- **The problem**:
Would you give all of the records again, exactly as they read?

Stored data:
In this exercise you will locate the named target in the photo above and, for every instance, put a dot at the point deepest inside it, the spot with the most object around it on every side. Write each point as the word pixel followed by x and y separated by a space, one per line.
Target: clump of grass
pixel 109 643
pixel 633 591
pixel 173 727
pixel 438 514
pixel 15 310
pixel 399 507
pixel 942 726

- **Answer to the problem**:
In this exercise you will locate the named target in the photo above and, for every instance, put a dot at the point deepest inside it, the spot with the most object around it on every side. Write each point as the word pixel followed by x and y separated by a space, one per line.
Target: clump of grass
pixel 109 643
pixel 633 591
pixel 173 727
pixel 438 514
pixel 15 310
pixel 399 507
pixel 942 726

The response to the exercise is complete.